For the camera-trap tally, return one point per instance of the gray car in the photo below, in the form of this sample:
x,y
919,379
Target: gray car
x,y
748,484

::::::

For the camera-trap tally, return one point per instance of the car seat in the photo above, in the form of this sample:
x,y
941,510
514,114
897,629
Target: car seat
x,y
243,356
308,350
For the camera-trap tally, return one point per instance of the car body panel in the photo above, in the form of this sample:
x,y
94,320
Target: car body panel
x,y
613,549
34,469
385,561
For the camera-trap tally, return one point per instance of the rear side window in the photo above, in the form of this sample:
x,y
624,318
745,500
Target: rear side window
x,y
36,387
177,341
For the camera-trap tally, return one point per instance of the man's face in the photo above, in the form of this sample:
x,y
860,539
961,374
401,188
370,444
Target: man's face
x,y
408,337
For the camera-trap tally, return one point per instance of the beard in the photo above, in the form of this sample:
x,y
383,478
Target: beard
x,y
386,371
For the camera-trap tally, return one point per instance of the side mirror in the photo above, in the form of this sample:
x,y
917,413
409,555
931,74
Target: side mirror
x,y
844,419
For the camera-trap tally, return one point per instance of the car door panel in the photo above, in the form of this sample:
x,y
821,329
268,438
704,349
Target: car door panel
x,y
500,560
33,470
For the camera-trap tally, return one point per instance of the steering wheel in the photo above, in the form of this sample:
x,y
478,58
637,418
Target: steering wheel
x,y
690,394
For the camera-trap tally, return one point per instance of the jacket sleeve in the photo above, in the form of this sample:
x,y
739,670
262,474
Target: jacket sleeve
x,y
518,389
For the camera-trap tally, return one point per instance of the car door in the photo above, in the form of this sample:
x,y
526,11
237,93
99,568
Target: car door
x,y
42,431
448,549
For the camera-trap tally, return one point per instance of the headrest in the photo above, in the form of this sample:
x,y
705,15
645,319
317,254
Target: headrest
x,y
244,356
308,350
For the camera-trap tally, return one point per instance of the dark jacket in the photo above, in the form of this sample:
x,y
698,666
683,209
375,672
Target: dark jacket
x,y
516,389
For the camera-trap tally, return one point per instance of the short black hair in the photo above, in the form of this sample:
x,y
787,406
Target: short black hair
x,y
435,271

::::::

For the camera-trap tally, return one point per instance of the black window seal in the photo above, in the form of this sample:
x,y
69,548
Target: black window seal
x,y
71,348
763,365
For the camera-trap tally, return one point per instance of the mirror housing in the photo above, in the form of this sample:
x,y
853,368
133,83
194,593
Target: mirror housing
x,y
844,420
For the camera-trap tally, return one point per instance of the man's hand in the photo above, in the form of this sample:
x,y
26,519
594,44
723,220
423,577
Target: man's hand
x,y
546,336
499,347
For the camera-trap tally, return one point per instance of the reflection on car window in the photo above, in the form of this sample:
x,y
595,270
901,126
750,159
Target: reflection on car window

::::::

EXERCISE DETAILS »
Present each line from the listing that holds the string "reflection".

EXERCISE OUTPUT »
For the camera-trap tally, return one point per instance of the reflection on car window in the photo above, in the form of this sample:
Target: reflection on car window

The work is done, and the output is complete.